_Aim of the task_
Could every line of the data be printed exactly as it reads?

_Extracted information_
=====
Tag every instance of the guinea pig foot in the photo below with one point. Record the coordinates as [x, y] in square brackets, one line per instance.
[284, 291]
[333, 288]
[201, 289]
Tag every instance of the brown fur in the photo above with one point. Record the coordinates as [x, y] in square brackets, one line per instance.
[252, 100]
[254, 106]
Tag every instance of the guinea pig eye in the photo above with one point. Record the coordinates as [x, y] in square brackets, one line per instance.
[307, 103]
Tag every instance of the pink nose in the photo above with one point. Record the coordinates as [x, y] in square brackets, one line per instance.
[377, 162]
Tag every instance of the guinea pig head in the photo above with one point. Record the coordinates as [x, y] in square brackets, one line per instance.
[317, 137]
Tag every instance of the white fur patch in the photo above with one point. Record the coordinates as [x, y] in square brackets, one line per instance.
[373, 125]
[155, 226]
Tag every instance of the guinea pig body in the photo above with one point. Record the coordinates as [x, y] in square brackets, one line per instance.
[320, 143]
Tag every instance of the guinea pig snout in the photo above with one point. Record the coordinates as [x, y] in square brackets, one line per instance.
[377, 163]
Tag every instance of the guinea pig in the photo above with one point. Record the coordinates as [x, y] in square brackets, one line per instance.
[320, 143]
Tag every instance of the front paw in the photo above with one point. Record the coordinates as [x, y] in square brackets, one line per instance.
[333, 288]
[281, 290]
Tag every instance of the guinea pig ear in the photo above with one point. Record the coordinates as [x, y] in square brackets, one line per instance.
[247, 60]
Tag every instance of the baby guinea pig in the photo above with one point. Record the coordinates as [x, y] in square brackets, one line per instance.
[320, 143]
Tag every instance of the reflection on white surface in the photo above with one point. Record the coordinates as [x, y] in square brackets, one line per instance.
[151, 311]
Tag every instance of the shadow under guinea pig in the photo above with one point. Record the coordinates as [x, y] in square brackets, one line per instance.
=====
_Exercise output_
Tag every instance of the guinea pig foot in the photo below with one point. Record the coordinates as [x, y] in square brackets, one line per instance.
[284, 291]
[333, 288]
[201, 289]
Tag every instance of the brown fur in the photo above with one point. Record the coordinates as [x, y] in square brackets, one line per instance.
[252, 100]
[254, 106]
Tag every instance of the guinea pig eye in the photo above with one point. Record the coordinates as [x, y] in square brackets, one line per instance.
[307, 103]
Tag every instance of the pink nose in the photo above with one point. Record the coordinates as [x, y] in square brackets, one line per instance.
[377, 162]
Tag every instance of the guinea pig head in the photo above with one point. Record the coordinates as [x, y] in square brackets, one line per instance.
[317, 137]
Tag every instance of the white fur patch in the photo above with one point. Record the coordinates as [x, y] in square brackets, one line per instance.
[373, 125]
[155, 226]
Tag every instance of the guinea pig body in the photo above with one point. Record the coordinates as [x, y] in square brackets, one line per instance.
[320, 143]
Tag every instance of the guinea pig snout in the photo above with one point. Record the coordinates as [x, y] in square brackets, one line per instance.
[377, 163]
Tag every instance of the guinea pig in the photo above with one point. Record the coordinates as [x, y] in square brackets, one line per instance.
[320, 143]
Tag every instance of the front paw in the photo above with one point. Record the coordinates as [x, y] in square brackets, one line per instance.
[333, 288]
[281, 290]
Tag every instance of the guinea pig ear in the photo above with one point. Record the coordinates as [x, y] in square brackets, one line per instance.
[247, 60]
Tag every instance of the baby guinea pig in the photo above with one point. Record the coordinates as [x, y] in square brackets, one line per instance.
[320, 143]
Tag every instance of the reflection on white surface in the photo above with one point. Record the coordinates as [x, y] in square brackets, one line per instance.
[151, 311]
Tag every instance of the shadow under guinea pig in the photo above with one point. Record the coordinates as [x, y] in square brackets, one line per instance.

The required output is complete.